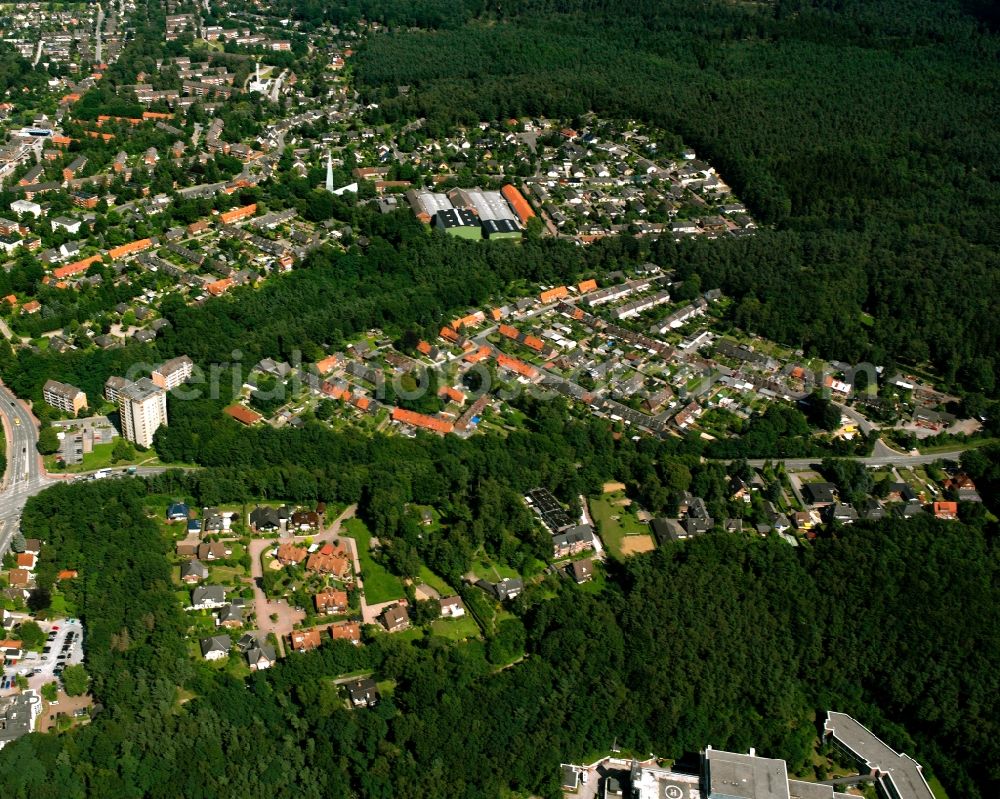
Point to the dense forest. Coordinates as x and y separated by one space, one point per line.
720 640
863 132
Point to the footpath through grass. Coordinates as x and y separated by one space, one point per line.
612 530
380 585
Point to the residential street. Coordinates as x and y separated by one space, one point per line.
288 616
24 476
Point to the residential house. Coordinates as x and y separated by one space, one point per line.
330 559
820 493
261 657
573 541
193 571
331 600
362 692
289 554
452 607
216 647
208 597
395 618
214 551
582 571
346 631
843 513
264 519
231 615
177 511
19 578
305 640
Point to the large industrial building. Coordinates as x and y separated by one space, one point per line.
490 212
458 222
734 775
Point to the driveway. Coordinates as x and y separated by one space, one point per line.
287 616
64 704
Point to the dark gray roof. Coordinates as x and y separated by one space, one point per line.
745 776
899 772
217 643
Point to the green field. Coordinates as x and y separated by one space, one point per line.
613 530
380 586
486 569
456 629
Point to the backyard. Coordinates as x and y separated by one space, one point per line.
620 530
380 585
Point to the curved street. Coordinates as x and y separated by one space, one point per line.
287 616
25 475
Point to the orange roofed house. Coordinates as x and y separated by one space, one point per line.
331 601
25 560
130 248
330 559
238 213
518 203
422 420
346 631
242 414
304 640
554 294
289 554
516 366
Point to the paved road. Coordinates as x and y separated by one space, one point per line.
288 616
24 476
882 459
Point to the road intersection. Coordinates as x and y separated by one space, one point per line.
25 475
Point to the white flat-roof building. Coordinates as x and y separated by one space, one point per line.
897 776
172 373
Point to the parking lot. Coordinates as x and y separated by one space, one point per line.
63 647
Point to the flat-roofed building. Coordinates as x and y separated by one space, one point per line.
67 398
486 204
426 204
458 222
897 776
113 387
170 374
730 775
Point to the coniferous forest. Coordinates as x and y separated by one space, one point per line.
864 132
864 136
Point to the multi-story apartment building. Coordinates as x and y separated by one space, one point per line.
142 407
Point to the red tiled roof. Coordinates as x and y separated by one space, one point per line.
242 414
422 420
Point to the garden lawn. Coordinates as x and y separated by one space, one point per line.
379 585
611 530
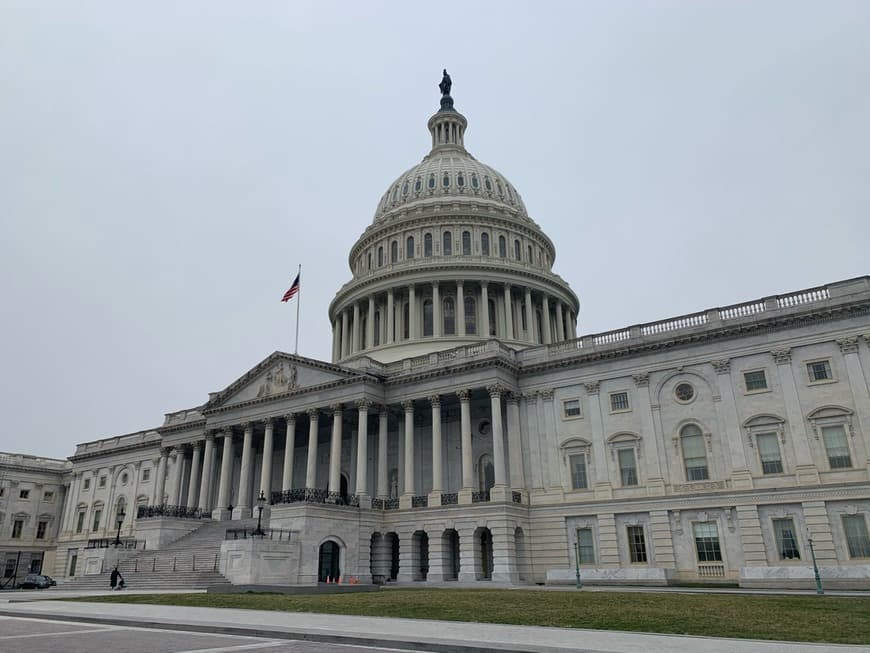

What to produce
Your response should reproduce the entire listing verbatim, minus the pictures.

Task output
Point to the dense forest. Coordinates as x and y separated by one space, one point per line.
720 640
863 132
Point to the footpath through grass. Coordinates as x and y separated by one space, one point per line.
612 530
380 585
Point to the residential street. Coordinates as x and y separated by one space, one point per line.
288 616
24 476
Point to the residential house. Coordinates as x and y separated by one space, one point per line.
330 559
820 493
261 657
573 541
193 571
331 600
362 692
289 554
452 607
216 647
208 597
395 618
214 551
582 571
346 631
843 513
264 519
231 615
177 511
19 578
305 640
Point to the large industrial building. Coordinates as x and y separated by one space, one point per line.
490 212
458 222
734 775
Point to the driveway. Coordinates as x and y separated by one space, one point per line.
287 616
64 704
Point to the dark gray roof. Coordinates as x and y separated by one space, one point per line.
745 776
899 772
217 643
Point to the green field. Coordinates as x and y separated by one space, one point per line.
613 530
380 586
486 569
456 629
Point to the backyard. Coordinates as x and y separated by one space, one point per line.
620 530
380 585
Point to the curved street. Coordinates as x and y separated by one space, one point per line.
287 616
25 475
Point to the orange roofed house. Coordinates as x and y separated by one space, one point per line.
331 601
25 560
130 248
330 559
238 213
518 203
422 420
346 631
242 414
304 640
554 294
289 554
516 366
Point to the paved road. Coordinates as x and y separated by one space, one point per line.
288 616
24 476
882 459
Point to the road intersection. Coordinates as x and y separated by one space, one point per line.
25 475
Point to the white flat-roof building. Coordinates as x and y separated by one space, one point per line.
897 776
172 373
Point to the parking lot. Coordinates as x and y separated by one space, one point per line.
63 647
Point to the flat-roofed building. Coordinates as x and y separated by one space, one point per line.
67 398
486 204
426 204
458 222
897 776
113 387
170 374
730 775
Point to the coniferous forest. Coordinates as x and y separated by one space, one point per line.
864 132
864 136
Point to the multi-story apartment building. Coordinates as x and y separated by one space, one point per line.
142 407
Point to the red tiled roof. Coordinates as x and y separated by one space, one point per line.
242 414
422 420
Point to the garden lawn. Coordinates as x and y separated by one space, one point per line.
379 585
611 530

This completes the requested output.